Start of DOCUMENT PASSAGE

The event brings together academics and experts from diverse disciplines to foster “fresh perspectives” on the theme, the varsity said in an official statement.

It said the conference, supported by the Union Ministry of Culture under ‘Azadi ka Amrit Mahotsav’, has been jointly organized by Birbal Sahni Institute of Palaeosciences, Lucknow, and KU’s Centre of Central Asian Studies (CCAS). 

In her address, Lekhi said the conference is a great opportunity to “build a comprehensive and complete narrative” of the evolution of human histories in South Asia. 

“When people from different disciplines like archeology, economics, genetics, culture, DNA, etc., work together, we are able to build a complete narrative because the gaps get filled by people from other disciplines through evidence which needs to be collaboratively brought together,” the Union minister said.

Referring to India’s ancient history, including the “Sarasvati Harappan Civilisation”, Lekhi, who was the chief guest at the inaugural session, lamented that history “gets to be written not by the people who actually made that history”.

“This is the injustice that has happened with Indian history. Usually, people would say that we haven’t preserved our history, but that is not true,” she said, also referring to how Kashmir has been a seat of great learning and exploration of ideas and spiritual knowledge since times immemorial.

End of DOCUMENT PASSAGE
Start of SUPPLIED MATERIAL

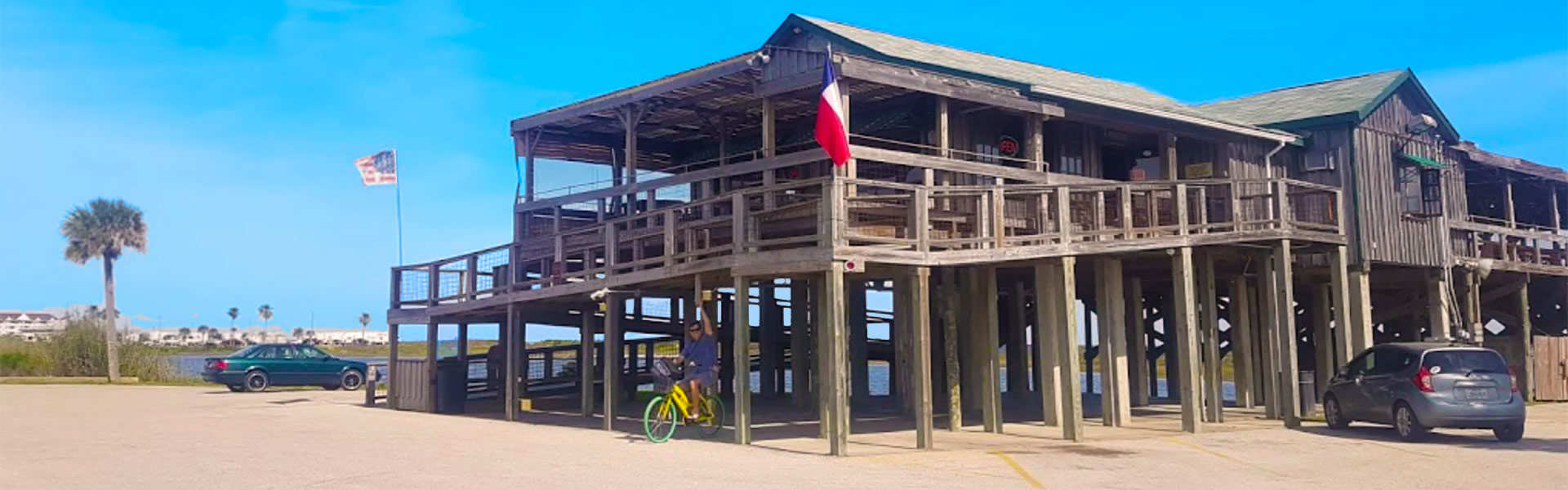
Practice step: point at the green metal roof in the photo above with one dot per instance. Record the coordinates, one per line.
(998, 69)
(1353, 95)
(1424, 161)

End of SUPPLIED MATERIAL

WORK INSTRUCTIONS:
(1) Answer these questions about the conference report:
(a) Which ministry supported the conference?
(b) Which two bodies jointly organized it?
(c) In what capacity was Lekhi present at the inaugural session?
(2) Rewrite the conference report starting at "The event brings" and ending at "Union minister said.", replacing "conference" with "symposium" throughout.

ANSWERS TO THE EXERCISE:
(1)
(a) The Union Ministry of Culture.
(b) The Birbal Sahni Institute of Palaeosciences, Lucknow, and KU's Centre of Central Asian Studies (CCAS).
(c) She was the chief guest.

(2)
The event brings together academics and experts from diverse disciplines to foster “fresh perspectives” on the theme, the varsity said in an official statement.

It said the symposium, supported by the Union Ministry of Culture under ‘Azadi ka Amrit Mahotsav’, has been jointly organized by Birbal Sahni Institute of Palaeosciences, Lucknow, and KU’s Centre of Central Asian Studies (CCAS). 

In her address, Lekhi said the symposium is a great opportunity to “build a comprehensive and complete narrative” of the evolution of human histories in South Asia. 

“When people from different disciplines like archeology, economics, genetics, culture, DNA, etc., work together, we are able to build a complete narrative because the gaps get filled by people from other disciplines through evidence which needs to be collaboratively brought together,” the Union minister said.